Entries taken from a collection>
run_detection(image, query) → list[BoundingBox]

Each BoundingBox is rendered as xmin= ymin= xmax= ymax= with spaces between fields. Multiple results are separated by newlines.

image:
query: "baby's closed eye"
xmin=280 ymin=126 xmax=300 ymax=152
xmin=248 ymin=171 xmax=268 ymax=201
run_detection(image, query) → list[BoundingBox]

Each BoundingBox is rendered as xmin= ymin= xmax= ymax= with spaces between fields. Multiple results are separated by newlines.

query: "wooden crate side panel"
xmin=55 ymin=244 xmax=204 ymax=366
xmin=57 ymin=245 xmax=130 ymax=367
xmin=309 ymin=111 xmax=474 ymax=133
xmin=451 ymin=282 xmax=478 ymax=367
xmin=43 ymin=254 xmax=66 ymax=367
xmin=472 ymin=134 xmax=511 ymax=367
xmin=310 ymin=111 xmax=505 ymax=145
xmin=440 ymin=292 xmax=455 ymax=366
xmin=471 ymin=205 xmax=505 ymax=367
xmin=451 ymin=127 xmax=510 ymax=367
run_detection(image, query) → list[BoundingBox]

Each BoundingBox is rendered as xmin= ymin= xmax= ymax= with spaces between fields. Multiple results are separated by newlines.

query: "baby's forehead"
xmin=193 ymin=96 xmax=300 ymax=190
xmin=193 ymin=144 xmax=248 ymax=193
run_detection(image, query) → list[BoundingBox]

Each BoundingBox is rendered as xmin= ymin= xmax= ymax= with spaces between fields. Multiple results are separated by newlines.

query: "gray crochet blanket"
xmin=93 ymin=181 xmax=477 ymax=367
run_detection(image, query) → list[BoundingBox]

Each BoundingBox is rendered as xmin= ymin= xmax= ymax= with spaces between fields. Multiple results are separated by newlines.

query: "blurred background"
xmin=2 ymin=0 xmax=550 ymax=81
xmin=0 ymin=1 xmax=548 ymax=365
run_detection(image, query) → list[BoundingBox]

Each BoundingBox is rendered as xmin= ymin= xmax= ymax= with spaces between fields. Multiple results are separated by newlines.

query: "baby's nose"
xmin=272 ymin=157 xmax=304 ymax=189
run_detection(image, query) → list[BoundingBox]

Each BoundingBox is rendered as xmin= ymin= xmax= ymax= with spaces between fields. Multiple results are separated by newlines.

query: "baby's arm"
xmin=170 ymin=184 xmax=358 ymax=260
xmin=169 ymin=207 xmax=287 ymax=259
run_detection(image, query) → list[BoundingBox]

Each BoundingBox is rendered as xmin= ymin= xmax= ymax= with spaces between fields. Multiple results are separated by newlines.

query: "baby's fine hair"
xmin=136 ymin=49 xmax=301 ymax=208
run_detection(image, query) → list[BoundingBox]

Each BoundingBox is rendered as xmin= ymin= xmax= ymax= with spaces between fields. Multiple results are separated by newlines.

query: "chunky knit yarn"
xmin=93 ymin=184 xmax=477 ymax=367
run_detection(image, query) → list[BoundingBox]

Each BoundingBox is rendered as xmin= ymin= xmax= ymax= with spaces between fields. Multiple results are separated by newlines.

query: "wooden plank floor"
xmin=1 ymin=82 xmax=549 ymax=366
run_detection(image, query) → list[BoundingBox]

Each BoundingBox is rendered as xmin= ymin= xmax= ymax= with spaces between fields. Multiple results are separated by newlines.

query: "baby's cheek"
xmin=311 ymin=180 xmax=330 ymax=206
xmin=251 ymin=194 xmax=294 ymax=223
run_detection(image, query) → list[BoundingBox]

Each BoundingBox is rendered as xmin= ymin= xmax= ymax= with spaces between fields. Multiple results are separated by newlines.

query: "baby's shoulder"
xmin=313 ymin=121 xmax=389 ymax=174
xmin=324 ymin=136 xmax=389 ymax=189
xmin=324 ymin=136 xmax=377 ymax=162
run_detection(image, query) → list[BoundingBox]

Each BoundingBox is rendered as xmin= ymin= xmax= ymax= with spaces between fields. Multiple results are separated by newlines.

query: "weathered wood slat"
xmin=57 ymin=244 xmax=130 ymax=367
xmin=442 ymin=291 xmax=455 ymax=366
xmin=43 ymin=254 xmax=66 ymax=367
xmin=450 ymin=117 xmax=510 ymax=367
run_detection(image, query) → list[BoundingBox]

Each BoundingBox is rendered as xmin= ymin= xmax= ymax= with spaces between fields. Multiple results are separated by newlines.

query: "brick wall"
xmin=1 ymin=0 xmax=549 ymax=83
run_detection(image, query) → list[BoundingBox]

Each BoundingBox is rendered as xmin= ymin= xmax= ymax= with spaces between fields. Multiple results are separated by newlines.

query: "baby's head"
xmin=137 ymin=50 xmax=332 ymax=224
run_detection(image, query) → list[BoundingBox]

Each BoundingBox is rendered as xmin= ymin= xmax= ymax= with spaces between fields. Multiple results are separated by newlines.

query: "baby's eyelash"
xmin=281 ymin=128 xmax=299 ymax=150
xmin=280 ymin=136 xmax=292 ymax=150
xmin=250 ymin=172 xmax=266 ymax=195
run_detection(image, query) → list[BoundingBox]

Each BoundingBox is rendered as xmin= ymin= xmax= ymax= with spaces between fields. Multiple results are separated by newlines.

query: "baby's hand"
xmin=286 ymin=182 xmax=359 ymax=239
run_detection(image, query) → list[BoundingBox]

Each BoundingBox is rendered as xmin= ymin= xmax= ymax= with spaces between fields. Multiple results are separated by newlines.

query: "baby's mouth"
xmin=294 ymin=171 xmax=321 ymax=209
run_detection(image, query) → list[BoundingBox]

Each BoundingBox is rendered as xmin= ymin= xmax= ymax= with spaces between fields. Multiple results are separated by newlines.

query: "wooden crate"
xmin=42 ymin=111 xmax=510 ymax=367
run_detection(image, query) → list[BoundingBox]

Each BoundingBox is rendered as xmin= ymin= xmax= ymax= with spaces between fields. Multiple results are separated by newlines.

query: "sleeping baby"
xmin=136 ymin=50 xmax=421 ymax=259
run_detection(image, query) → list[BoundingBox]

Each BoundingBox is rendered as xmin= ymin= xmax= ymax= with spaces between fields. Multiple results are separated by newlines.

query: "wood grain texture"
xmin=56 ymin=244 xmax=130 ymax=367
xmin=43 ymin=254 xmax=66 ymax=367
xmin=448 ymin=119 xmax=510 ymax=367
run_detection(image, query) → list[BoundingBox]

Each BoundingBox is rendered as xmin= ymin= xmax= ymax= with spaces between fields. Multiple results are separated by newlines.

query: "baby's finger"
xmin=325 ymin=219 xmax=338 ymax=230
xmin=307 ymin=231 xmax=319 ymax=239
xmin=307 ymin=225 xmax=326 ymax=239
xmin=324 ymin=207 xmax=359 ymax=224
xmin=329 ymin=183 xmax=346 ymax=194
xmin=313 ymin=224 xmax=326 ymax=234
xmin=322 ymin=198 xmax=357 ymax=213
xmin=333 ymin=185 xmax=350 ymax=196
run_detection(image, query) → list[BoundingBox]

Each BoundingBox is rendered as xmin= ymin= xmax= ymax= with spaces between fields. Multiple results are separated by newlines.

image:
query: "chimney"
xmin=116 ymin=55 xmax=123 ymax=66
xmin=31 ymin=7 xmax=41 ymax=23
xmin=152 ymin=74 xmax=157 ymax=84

Exercise brief> Output all entries exactly as given above.

The answer>
run_detection(image, query) → list[BoundingBox]

Each BoundingBox is rendered as xmin= ymin= xmax= ymax= with spaces between fields. Multiple results are separated by newlines.

image:
query: "baby's closed eye"
xmin=280 ymin=126 xmax=300 ymax=152
xmin=248 ymin=171 xmax=268 ymax=201
run_detection(image, query) → list[BoundingBox]

Each BoundingBox is rendered as xmin= ymin= xmax= ymax= with spaces between fields. Multiple results are separated by newlines.

query: "wooden crate side panel"
xmin=55 ymin=244 xmax=204 ymax=366
xmin=57 ymin=245 xmax=130 ymax=367
xmin=309 ymin=111 xmax=474 ymax=133
xmin=451 ymin=282 xmax=478 ymax=367
xmin=43 ymin=254 xmax=66 ymax=367
xmin=472 ymin=134 xmax=511 ymax=367
xmin=310 ymin=111 xmax=505 ymax=145
xmin=440 ymin=292 xmax=455 ymax=366
xmin=471 ymin=205 xmax=505 ymax=367
xmin=451 ymin=127 xmax=510 ymax=367
run_detection(image, query) → list[BoundingBox]

Each BoundingBox is rendered as xmin= ymin= xmax= ymax= with spaces between fields. Multiple results are separated by newlines.

query: "baby's forehead"
xmin=193 ymin=96 xmax=300 ymax=190
xmin=193 ymin=144 xmax=248 ymax=193
run_detection(image, query) → list[BoundingBox]

Each BoundingBox is rendered as xmin= ymin= xmax= ymax= with spaces between fields. Multiple results are separated by newlines.

query: "gray crochet blanket"
xmin=93 ymin=181 xmax=477 ymax=367
run_detection(image, query) → list[BoundingBox]

Each BoundingBox is rendered as xmin= ymin= xmax= ymax= with spaces between fields. Multiple results are separated by newlines.

query: "blurred background"
xmin=2 ymin=0 xmax=550 ymax=81
xmin=0 ymin=1 xmax=548 ymax=365
run_detection(image, query) → list[BoundingBox]

Each BoundingBox is rendered as xmin= ymin= xmax= ymax= with spaces between fields. Multiple results are separated by newlines.

query: "baby's nose"
xmin=272 ymin=157 xmax=304 ymax=189
run_detection(image, query) → list[BoundingBox]

Each BoundingBox is rendered as xmin= ymin= xmax= ymax= with spaces between fields. Multiple results are separated by newlines.

query: "baby's arm"
xmin=170 ymin=184 xmax=358 ymax=260
xmin=169 ymin=207 xmax=287 ymax=259
run_detection(image, query) → list[BoundingBox]

Each BoundingBox is rendered as xmin= ymin= xmax= ymax= with spaces between fields. Multiple results are separated by newlines.

query: "baby's fine hair"
xmin=136 ymin=49 xmax=301 ymax=208
run_detection(image, query) → list[BoundingBox]

Each BoundingBox is rendered as xmin= ymin= xmax= ymax= with spaces between fields. Multiple results are separated by newlines.

query: "chunky knit yarn"
xmin=93 ymin=184 xmax=477 ymax=367
run_detection(image, query) → list[BoundingBox]

Each BoundingBox is rendered as xmin= ymin= xmax= ymax= with spaces between fields. Multiple results are separated by newlines.

query: "wooden plank floor"
xmin=1 ymin=82 xmax=549 ymax=366
run_detection(image, query) → list[BoundingBox]

Each BoundingBox is rendered as xmin= ymin= xmax= ymax= with spaces between fields. Multiple results are separated by newlines.

query: "baby's cheek"
xmin=311 ymin=180 xmax=330 ymax=206
xmin=251 ymin=194 xmax=294 ymax=223
run_detection(image, query) → list[BoundingBox]

Each BoundingBox is rendered as xmin= ymin= xmax= ymax= with spaces between fields. Multiple results are separated by newlines.

query: "baby's shoulder"
xmin=313 ymin=121 xmax=389 ymax=174
xmin=324 ymin=136 xmax=389 ymax=189
xmin=324 ymin=136 xmax=377 ymax=162
run_detection(image, query) → list[BoundingBox]

Each BoundingBox is rendered as xmin= ymin= xmax= ymax= with spaces between fields. Multiple results are separated by newlines.

query: "weathered wood slat"
xmin=57 ymin=244 xmax=130 ymax=367
xmin=442 ymin=291 xmax=455 ymax=366
xmin=43 ymin=254 xmax=66 ymax=367
xmin=450 ymin=117 xmax=510 ymax=367
run_detection(image, query) → list[BoundingBox]

Each BoundingBox is rendered as xmin= ymin= xmax= ymax= with spaces between fields. Multiple results are separated by newlines.

query: "brick wall"
xmin=1 ymin=0 xmax=549 ymax=83
run_detection(image, query) → list[BoundingBox]

Each BoundingBox is rendered as xmin= ymin= xmax= ymax= with spaces between fields. Multiple results are separated by newlines.

query: "baby's head"
xmin=137 ymin=50 xmax=332 ymax=224
run_detection(image, query) → list[BoundingBox]

Each BoundingBox is rendered as xmin= ymin= xmax= ymax= with spaces between fields. Multiple results are separated by newlines.

query: "baby's eyelash"
xmin=281 ymin=128 xmax=299 ymax=150
xmin=280 ymin=136 xmax=292 ymax=150
xmin=250 ymin=172 xmax=266 ymax=195
run_detection(image, query) → list[BoundingBox]

Each BoundingBox is rendered as xmin= ymin= xmax= ymax= with spaces between fields. Multiple results are separated by newlines.

query: "baby's hand"
xmin=286 ymin=182 xmax=359 ymax=239
run_detection(image, query) → list[BoundingBox]

Each BoundingBox is rendered as xmin= ymin= xmax= ymax= with spaces between fields. Multiple results are separated by newlines.

query: "baby's mouth"
xmin=294 ymin=171 xmax=321 ymax=209
run_detection(image, query) → list[BoundingBox]

Each BoundingBox is rendered as xmin= ymin= xmax= ymax= with spaces between fields. Multiple results are separated by newlines.

query: "wooden crate"
xmin=42 ymin=111 xmax=510 ymax=367
run_detection(image, query) → list[BoundingBox]

Each BoundingBox is rendered as xmin= ymin= xmax= ymax= with spaces between fields. Multiple results are separated by newlines.

query: "sleeping baby"
xmin=136 ymin=50 xmax=421 ymax=259
run_detection(image, query) → list[BoundingBox]

Each BoundingBox is rendered as xmin= ymin= xmax= ymax= with spaces between fields. Multiple results are separated by newlines.

query: "wood grain texture"
xmin=56 ymin=244 xmax=130 ymax=367
xmin=43 ymin=254 xmax=66 ymax=367
xmin=448 ymin=119 xmax=510 ymax=367
run_detection(image, query) → list[BoundingBox]

Each BoundingBox is rendered as xmin= ymin= xmax= ymax= with spaces between fields. Multiple results are separated by newlines.

query: "baby's finger"
xmin=325 ymin=219 xmax=338 ymax=230
xmin=307 ymin=231 xmax=319 ymax=239
xmin=307 ymin=225 xmax=326 ymax=239
xmin=324 ymin=207 xmax=359 ymax=224
xmin=329 ymin=183 xmax=346 ymax=194
xmin=313 ymin=224 xmax=326 ymax=234
xmin=322 ymin=198 xmax=357 ymax=213
xmin=333 ymin=185 xmax=350 ymax=196
run_detection(image, query) → list[BoundingBox]

Each BoundingBox is rendered as xmin= ymin= xmax= ymax= with spaces between fields. Multiple results are separated by newlines.

image:
query: "chimney"
xmin=116 ymin=55 xmax=123 ymax=66
xmin=31 ymin=7 xmax=41 ymax=23
xmin=152 ymin=74 xmax=157 ymax=84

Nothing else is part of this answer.